[Begin RECORD EXTRACTS]
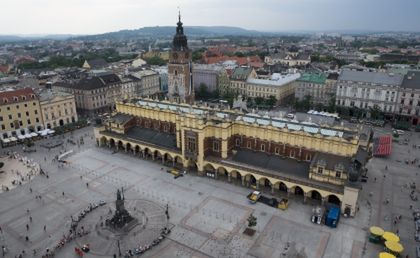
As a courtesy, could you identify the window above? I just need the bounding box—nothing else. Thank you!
[213,140,220,152]
[246,141,251,149]
[187,137,197,153]
[290,150,295,158]
[318,167,324,174]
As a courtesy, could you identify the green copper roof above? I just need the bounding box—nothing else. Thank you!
[298,73,327,84]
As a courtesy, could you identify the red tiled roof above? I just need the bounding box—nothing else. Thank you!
[0,88,38,105]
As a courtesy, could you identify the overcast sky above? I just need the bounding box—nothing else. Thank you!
[0,0,420,34]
[End RECORD EXTRACTS]
● TO DO:
Reproduce the material above word for word, omitting the pictures.

● ANSWER IN FULL:
As a courtesy, could you identify the window above? I just need the bounding box—nothing else. Thank you!
[213,140,220,152]
[246,141,251,149]
[187,137,197,153]
[290,150,295,158]
[318,167,324,174]
As a courtesy, could you identify the green copper roof above? I just need the bounding box—nothing else. Thank you!
[298,73,327,84]
As a courtesy, could you identify the red tiled roof above? I just need the bounding box—nothing else. Thank you!
[0,88,38,105]
As a courtesy, could you identify the overcast sky above? I just need the bounding box—nothing else. Thank you!
[0,0,420,34]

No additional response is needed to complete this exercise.